PASSAGE PROVIDED:

= Denny Flynn =

American bull rider

Denny Flynn (born April 21, 1951) is an American former professional rodeo cowboy who specialized in bull riding. He is from Charleston, Arkansas.

==Career==
In 1969, Flynn won the Arkansas High School All-Around rodeo title. He earned his Professional Rodeo Cowboys Association (PRCA) card in 1973. In 1975, in Salt Lake City, Utah, he was gored by a bull. The horn penetrated ten inches into his body, missing his heart by a half-inch. He rode to the hospital in a truck holding his wound in his hands. In 1979, in Palestine, Illinois, Flynn rode Steiner's Red Lightning for a score of 98 out of 100. This broke the previous record for roughstock competition, and is now the second-highest ever recorded ride score in PRCA history for a roughstock event. He qualified for the National Finals Rodeo (NFR) ten times, winning the event average three times. In 1981, he suffered a concussion on his sixth ride, but managed to ride 9 of 10 bulls to win the championship. In 1983, he broke an ankle on his ninth bull ride. He needed to ride a tenth bull to win, so he rode it with his broken ankle.

RECORD EXCERPTS:

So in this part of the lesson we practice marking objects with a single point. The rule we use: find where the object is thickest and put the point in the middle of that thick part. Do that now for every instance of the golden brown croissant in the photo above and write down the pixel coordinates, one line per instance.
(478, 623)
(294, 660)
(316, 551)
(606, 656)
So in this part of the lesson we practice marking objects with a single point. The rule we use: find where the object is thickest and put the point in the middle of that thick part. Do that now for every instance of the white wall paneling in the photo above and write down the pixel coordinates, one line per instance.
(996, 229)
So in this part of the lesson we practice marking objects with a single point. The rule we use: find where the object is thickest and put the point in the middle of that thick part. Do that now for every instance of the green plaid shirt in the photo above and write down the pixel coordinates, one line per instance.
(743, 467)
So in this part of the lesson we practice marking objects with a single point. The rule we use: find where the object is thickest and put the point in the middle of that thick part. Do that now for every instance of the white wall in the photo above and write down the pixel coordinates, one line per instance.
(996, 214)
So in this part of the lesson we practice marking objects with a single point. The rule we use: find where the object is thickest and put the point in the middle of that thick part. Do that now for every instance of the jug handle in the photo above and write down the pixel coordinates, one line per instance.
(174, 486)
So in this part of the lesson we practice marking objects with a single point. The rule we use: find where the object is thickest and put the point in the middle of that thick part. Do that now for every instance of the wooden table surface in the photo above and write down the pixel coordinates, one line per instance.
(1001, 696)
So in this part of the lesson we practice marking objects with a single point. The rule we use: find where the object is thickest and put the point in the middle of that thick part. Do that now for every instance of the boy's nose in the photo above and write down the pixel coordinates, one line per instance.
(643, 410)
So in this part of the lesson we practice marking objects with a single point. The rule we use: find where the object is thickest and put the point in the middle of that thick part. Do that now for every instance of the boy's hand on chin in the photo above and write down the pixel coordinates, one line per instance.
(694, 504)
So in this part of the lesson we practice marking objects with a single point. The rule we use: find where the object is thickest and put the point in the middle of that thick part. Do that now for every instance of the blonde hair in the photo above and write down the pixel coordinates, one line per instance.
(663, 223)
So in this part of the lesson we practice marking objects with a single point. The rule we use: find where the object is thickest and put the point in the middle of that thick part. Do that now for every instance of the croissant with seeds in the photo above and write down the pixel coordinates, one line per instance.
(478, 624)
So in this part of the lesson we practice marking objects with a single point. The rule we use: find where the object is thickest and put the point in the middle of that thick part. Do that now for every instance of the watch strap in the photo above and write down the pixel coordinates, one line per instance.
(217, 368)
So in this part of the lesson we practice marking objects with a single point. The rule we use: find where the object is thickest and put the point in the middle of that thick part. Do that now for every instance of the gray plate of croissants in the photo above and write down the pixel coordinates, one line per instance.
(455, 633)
...
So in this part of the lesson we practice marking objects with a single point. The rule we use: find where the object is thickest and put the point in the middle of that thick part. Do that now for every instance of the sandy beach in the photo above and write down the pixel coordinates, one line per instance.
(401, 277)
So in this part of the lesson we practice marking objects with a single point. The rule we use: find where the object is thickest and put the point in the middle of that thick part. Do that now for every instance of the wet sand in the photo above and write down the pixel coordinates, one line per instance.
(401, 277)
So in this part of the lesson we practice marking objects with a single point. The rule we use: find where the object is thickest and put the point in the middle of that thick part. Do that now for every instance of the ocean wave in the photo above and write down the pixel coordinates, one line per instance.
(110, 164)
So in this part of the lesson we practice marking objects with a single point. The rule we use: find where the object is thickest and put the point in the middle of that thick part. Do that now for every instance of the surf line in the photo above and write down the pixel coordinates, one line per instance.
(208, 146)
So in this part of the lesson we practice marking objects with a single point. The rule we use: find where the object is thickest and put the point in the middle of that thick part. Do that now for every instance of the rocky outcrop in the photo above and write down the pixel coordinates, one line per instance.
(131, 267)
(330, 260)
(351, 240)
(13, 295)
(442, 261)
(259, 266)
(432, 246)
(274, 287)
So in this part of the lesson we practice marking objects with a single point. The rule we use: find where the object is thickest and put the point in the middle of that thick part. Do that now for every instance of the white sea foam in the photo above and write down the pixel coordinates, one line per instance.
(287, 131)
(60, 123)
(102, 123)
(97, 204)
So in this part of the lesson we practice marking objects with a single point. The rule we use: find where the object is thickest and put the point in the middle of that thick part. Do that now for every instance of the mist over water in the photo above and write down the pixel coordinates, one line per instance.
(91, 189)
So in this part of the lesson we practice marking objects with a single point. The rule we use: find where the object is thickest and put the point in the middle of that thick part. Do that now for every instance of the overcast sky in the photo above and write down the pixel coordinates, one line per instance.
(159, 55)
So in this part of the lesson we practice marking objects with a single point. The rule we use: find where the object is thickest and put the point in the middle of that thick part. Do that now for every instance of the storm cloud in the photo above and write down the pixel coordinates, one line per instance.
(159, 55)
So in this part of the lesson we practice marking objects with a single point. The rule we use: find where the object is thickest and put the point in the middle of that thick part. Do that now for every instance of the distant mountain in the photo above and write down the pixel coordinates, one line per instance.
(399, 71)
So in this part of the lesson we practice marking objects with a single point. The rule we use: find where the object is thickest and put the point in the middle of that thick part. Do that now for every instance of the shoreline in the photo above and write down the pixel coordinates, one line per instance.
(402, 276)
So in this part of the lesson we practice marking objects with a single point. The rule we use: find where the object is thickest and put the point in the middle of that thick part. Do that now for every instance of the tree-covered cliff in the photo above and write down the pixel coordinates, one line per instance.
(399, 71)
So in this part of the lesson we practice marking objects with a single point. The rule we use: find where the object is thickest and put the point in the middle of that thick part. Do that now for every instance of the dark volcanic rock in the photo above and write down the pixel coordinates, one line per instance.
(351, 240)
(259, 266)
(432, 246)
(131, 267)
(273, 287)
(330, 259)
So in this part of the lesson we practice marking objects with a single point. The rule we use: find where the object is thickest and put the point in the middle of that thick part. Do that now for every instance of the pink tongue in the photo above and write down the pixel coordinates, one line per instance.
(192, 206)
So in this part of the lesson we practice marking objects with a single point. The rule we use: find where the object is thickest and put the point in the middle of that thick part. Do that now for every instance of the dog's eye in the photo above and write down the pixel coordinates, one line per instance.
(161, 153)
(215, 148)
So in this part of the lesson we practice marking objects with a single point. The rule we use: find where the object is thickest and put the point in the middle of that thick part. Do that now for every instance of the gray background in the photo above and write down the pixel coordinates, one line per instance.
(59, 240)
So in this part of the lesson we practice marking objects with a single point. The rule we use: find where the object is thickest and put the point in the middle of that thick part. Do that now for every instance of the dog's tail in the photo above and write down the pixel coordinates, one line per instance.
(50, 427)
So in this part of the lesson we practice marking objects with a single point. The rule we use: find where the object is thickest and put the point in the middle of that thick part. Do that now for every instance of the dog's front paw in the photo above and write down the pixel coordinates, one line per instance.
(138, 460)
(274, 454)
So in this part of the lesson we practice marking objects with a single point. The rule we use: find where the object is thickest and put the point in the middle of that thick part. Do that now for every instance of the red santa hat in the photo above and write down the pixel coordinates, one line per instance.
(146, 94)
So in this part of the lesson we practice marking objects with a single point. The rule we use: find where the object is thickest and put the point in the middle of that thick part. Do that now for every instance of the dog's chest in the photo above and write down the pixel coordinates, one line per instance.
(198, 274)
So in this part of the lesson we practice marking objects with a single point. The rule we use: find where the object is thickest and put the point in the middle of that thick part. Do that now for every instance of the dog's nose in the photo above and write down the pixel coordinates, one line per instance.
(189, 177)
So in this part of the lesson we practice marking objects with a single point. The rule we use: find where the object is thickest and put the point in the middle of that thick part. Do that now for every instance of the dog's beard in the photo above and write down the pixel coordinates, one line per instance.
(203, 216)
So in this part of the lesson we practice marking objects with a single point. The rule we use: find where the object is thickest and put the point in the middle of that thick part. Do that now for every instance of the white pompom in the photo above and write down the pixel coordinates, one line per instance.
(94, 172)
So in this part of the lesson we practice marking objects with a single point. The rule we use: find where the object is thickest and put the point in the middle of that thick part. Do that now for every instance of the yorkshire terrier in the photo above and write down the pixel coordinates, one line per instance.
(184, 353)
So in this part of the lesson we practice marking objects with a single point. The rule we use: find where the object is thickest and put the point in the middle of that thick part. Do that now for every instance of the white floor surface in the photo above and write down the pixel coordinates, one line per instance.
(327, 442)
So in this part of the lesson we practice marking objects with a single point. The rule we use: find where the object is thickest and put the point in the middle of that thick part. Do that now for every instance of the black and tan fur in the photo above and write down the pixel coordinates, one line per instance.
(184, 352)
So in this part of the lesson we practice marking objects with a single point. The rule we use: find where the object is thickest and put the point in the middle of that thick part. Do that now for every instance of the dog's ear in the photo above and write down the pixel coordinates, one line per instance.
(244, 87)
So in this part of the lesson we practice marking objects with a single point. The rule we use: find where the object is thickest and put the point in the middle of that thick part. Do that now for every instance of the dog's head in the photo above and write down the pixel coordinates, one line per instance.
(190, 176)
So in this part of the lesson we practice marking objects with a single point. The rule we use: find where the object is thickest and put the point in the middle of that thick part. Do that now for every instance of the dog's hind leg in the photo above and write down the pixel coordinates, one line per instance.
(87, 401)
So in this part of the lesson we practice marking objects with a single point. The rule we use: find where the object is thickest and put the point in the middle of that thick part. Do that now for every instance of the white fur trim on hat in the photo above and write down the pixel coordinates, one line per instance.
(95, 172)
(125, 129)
==
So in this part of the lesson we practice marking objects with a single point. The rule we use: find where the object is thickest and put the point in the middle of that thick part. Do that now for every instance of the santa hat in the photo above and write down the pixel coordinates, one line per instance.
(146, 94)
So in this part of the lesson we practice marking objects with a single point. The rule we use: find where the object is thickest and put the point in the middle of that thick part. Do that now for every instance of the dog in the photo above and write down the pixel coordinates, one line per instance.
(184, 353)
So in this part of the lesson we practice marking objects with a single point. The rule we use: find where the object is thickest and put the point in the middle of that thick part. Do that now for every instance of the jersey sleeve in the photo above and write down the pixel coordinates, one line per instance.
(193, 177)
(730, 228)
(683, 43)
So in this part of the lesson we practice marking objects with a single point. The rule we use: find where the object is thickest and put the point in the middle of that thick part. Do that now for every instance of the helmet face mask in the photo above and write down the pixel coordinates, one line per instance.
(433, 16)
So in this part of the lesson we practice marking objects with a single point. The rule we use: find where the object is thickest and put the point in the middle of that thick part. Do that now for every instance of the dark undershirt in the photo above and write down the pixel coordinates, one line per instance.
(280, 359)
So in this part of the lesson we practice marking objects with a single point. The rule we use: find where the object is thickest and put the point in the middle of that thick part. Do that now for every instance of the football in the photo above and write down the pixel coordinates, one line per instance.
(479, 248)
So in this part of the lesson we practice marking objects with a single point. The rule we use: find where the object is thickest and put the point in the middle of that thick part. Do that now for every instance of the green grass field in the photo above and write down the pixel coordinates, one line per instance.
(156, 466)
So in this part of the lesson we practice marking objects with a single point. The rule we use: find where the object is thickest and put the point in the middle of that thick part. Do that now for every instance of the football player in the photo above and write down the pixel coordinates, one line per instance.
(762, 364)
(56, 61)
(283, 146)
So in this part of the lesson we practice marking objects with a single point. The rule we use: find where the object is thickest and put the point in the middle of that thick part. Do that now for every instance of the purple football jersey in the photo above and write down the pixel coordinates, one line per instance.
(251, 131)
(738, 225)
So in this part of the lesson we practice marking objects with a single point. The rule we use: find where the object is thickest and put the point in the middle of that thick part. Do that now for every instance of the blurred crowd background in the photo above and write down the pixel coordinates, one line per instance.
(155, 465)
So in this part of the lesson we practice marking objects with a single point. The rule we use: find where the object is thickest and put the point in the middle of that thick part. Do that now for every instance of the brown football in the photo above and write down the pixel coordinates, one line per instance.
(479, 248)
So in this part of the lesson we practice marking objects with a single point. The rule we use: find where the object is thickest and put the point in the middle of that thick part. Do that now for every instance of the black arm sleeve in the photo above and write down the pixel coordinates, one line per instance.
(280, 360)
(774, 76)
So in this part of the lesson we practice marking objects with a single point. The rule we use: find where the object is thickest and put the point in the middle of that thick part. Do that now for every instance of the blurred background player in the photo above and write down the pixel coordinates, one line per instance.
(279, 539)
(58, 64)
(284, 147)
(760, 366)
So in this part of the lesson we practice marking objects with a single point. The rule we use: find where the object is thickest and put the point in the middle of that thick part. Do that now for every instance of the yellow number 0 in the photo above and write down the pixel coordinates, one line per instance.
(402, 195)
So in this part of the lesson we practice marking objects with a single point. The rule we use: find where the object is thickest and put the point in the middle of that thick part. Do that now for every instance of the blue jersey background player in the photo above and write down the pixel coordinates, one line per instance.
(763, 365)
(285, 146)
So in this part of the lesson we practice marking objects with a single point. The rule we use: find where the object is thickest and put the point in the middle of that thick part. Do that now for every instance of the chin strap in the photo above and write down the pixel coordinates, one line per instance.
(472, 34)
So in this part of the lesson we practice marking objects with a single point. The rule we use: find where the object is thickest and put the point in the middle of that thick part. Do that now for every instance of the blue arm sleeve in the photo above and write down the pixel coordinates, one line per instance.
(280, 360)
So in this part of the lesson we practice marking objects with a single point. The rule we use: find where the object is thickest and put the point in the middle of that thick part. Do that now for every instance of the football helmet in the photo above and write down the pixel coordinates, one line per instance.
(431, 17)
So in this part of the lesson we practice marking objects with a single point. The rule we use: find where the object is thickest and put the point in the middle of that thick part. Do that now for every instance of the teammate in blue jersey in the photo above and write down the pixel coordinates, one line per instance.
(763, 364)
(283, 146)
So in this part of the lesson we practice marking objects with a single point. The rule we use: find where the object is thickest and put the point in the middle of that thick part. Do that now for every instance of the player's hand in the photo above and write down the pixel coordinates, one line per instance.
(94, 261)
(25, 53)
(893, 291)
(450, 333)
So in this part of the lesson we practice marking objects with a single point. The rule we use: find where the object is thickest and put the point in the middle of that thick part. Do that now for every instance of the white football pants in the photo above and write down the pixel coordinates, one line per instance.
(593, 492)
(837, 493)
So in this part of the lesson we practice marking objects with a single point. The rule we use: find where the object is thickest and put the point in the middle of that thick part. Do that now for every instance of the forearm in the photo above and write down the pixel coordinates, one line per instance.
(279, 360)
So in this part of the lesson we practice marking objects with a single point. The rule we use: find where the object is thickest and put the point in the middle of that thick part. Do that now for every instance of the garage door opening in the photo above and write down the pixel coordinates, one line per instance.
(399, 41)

WHAT YOU NEED TO DO:
1) In the passage about Denny Flynn, in which city was he gored by a bull in 1975?
2) List every year written as a four-digit number in the passage about Denny Flynn.
3) Carry on the passage about Denny Flynn the bull rider from its last sentence.

ANSWERS BY ITEM NUMBER:
1) Salt Lake City, Utah.

2) 1951, 1969, 1973, 1975, 1979, 1981, 1983

3)
==Honors==
- 2002 PBR Ring of Honor
- 2010 ProRodeo Hall of Fame
- 2010 Rodeo Hall of Fame of the National Cowboy & Western Heritage Museum
- 2017 Bull Riding Hall of Fame
- 2019 Arkansas Sports Hall of Fame

==Retirement==
Flynn retired at the age of 34 in 1985. When Red Lightning retired in 1987, Flynn rode one more ceremonial ride on him.